• **AIM OF THE TASK**
Render the listing below as a CSV with the columns "input" and "output", putting each input in its own row beside its output. Wrap every field in double quotes and replace line breaks inside a field with spaces.

-- start --

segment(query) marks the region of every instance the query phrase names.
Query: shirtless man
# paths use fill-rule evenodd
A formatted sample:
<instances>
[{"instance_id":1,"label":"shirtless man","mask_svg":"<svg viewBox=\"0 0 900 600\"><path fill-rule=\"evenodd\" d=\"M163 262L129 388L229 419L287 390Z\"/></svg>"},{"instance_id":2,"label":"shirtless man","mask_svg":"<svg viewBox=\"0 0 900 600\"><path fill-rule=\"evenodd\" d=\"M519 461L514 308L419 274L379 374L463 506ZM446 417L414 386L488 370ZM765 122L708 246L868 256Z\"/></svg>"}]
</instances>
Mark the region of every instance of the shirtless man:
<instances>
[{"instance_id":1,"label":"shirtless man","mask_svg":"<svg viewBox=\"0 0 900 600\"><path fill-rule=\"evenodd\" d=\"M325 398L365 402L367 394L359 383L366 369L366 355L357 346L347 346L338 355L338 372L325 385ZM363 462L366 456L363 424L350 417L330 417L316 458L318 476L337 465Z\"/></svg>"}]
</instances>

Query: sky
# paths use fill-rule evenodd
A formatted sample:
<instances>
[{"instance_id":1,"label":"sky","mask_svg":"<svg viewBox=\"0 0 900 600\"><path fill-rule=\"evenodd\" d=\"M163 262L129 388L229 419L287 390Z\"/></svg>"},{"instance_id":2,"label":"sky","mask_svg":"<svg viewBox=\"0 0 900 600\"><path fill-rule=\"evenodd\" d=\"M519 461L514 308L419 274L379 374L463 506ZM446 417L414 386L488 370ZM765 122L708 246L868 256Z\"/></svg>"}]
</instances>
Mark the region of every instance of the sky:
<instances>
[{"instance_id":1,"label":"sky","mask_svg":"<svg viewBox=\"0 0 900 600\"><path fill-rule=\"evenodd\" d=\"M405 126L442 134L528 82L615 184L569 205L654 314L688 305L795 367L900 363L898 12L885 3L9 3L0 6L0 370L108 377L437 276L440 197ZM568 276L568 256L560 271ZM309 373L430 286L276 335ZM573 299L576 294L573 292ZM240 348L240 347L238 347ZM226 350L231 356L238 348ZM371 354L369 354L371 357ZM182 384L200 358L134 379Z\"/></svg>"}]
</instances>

-- end --

• **FINISHED TASK**
input,output
"segment(query) marks the region of every instance the query phrase names. Query: shirtless man # paths use fill-rule evenodd A formatted sample: <instances> [{""instance_id"":1,""label"":""shirtless man"",""mask_svg"":""<svg viewBox=\""0 0 900 600\""><path fill-rule=\""evenodd\"" d=\""M163 262L129 388L229 419L287 390Z\""/></svg>""},{""instance_id"":2,""label"":""shirtless man"",""mask_svg"":""<svg viewBox=\""0 0 900 600\""><path fill-rule=\""evenodd\"" d=\""M519 461L514 308L419 274L379 374L463 506ZM446 417L414 386L488 370ZM765 122L708 246L868 256Z\""/></svg>""}] </instances> Mark the region of every instance of the shirtless man:","<instances> [{""instance_id"":1,""label"":""shirtless man"",""mask_svg"":""<svg viewBox=\""0 0 900 600\""><path fill-rule=\""evenodd\"" d=\""M325 398L365 402L367 394L359 383L366 369L366 355L357 346L347 346L338 355L338 372L325 385ZM363 462L366 456L363 424L350 417L330 417L316 458L318 476L337 465Z\""/></svg>""}] </instances>"
"Query: sky # paths use fill-rule evenodd A formatted sample: <instances> [{""instance_id"":1,""label"":""sky"",""mask_svg"":""<svg viewBox=\""0 0 900 600\""><path fill-rule=\""evenodd\"" d=\""M163 262L129 388L229 419L287 390Z\""/></svg>""},{""instance_id"":2,""label"":""sky"",""mask_svg"":""<svg viewBox=\""0 0 900 600\""><path fill-rule=\""evenodd\"" d=\""M519 461L514 308L419 274L379 374L463 506ZM446 417L414 386L488 370ZM765 122L708 246L868 256Z\""/></svg>""}] </instances> Mark the region of every instance of the sky:","<instances> [{""instance_id"":1,""label"":""sky"",""mask_svg"":""<svg viewBox=\""0 0 900 600\""><path fill-rule=\""evenodd\"" d=\""M405 126L442 134L528 82L615 184L569 205L654 314L688 305L795 367L900 363L898 12L885 3L9 3L0 6L0 370L108 377L437 276L440 197ZM568 276L568 256L560 271ZM309 373L430 286L276 335ZM573 299L576 294L573 292ZM240 348L240 347L238 347ZM226 350L231 356L238 348ZM371 354L369 354L371 357ZM182 384L200 358L134 379Z\""/></svg>""}] </instances>"